__Written exercise 1__. Can you sum up the piece on the Bhopal litigation film in two sentences?

__Document section__.
* * *
Today, hundreds of thousands of people still suffer. Drinking water for at least sixteen nearby communities remains severely polluted, while, to date, no court of law anywhere in the world has ever held Union Carbide or any of its officers responsible for what happened that night.
How is it possible that nearly two decades after an event of such magnitude there is no legal closure? Why has the case been left to rot in the backwaters of the legal system without delivering justice to the victims?
The powerful new film LITIGATING DISASTER explores how Union Carbide successfully manipulated both the US and the Indian legal systems against each other, to avoid having to defend its record in the Bhopal plant in court. Featuring, a young Indian-American lawyer, the film follows the case he brought on behalf of the victims in front of the Federal District Court in New York. Case number 99CIV 11239 has survived two motions to dismiss, and is now proceeding to trial.
Constructed as attorney Rajan Sharma's case as presented to fictitious jurors, LITIGATING DISASTER takes the viewers on a riveting cinematic investigation; presenting the compelling evidence assembled against Union Carbide including unique, never before seen documents unearthed through prolonged legal struggles, exclusive interviews with Union Carbide former officers, powerful archival material, and scenes filmed in and out of the abandoned plant.
* * *
__Data supplied__.
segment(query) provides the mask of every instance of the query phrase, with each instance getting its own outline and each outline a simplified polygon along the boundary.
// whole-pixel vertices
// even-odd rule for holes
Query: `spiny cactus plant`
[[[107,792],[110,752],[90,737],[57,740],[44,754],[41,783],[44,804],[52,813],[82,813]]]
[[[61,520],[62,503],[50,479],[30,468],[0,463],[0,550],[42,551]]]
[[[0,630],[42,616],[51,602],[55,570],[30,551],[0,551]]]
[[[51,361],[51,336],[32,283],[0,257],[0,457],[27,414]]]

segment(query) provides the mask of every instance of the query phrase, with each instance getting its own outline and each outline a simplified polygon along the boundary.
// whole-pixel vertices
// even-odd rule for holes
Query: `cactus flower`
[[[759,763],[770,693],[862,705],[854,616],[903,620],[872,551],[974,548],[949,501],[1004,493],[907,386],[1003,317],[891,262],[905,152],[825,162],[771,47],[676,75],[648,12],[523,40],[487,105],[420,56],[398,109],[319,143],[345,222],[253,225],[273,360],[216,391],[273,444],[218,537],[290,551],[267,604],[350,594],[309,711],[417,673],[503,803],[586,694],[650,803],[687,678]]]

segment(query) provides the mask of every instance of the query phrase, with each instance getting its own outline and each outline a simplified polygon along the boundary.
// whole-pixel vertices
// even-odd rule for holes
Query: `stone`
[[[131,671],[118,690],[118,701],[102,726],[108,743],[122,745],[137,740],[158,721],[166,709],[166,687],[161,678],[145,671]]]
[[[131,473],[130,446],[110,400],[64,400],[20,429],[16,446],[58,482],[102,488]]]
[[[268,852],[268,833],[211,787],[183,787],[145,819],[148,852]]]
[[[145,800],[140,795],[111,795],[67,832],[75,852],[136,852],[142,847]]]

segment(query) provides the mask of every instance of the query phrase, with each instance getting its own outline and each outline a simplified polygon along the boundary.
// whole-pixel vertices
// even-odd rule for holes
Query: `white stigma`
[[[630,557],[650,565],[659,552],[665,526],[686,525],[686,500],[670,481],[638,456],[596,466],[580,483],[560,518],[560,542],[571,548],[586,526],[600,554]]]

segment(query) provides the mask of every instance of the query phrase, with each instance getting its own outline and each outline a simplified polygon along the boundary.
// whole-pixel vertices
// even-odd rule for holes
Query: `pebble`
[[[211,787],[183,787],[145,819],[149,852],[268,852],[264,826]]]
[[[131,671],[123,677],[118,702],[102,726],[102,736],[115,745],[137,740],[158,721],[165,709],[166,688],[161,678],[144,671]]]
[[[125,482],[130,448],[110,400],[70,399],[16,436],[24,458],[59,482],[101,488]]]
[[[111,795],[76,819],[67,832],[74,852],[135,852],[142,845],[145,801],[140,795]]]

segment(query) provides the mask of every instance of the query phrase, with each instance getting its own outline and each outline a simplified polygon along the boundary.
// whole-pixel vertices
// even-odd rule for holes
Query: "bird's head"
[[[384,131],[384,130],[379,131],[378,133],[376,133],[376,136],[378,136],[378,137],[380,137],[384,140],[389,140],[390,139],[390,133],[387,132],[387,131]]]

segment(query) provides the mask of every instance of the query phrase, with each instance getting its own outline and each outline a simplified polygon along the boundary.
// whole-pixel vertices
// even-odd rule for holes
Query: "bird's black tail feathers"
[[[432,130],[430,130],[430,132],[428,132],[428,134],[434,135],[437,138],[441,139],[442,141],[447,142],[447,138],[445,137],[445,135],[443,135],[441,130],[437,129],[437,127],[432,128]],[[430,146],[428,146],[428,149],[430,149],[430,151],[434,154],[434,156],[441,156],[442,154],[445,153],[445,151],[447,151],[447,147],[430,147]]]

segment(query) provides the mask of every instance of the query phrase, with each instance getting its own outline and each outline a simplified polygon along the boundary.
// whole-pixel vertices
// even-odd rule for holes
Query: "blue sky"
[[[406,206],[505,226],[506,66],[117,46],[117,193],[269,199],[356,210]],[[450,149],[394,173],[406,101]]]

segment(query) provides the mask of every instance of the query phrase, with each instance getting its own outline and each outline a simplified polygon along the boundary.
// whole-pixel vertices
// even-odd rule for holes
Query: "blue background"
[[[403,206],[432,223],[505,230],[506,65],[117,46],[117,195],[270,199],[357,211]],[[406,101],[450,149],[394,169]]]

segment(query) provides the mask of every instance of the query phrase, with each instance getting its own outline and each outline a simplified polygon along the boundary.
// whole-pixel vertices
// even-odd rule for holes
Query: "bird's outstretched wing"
* * *
__Written exercise 2__. Could you render everything in the listing from its start down to the line containing "[[[51,361],[51,336],[32,283],[0,257],[0,457],[27,414]]]", both ends included, as a JSON list of strings with one string per line and blank lines left out?

__Finished answer 1__. Hundreds of thousands of people still suffer, drinking water for at least sixteen nearby communities remains severely polluted, and no court anywhere has held Union Carbide or its officers responsible for what happened. The film LITIGATING DISASTER, built as attorney Rajan Sharma's case presented to fictitious jurors, explores how Union Carbide played the US and Indian legal systems against each other and follows his case for the victims in New York federal court, which has survived two motions to dismiss and is proceeding to trial.

__Finished answer 2__.
[
  "segment(query) provides the mask of every instance of the query phrase, with each instance getting its own outline and each outline a simplified polygon along the boundary.",
  "// whole-pixel vertices",
  "// even-odd rule for holes",
  "Query: `spiny cactus plant`",
  "[[[107,792],[110,752],[90,737],[57,740],[44,754],[41,783],[44,804],[52,813],[82,813]]]",
  "[[[61,520],[62,503],[50,479],[30,468],[0,463],[0,550],[42,551]]]",
  "[[[0,630],[42,616],[51,602],[55,570],[30,551],[0,551]]]",
  "[[[51,361],[51,336],[32,283],[0,257],[0,457],[27,414]]]"
]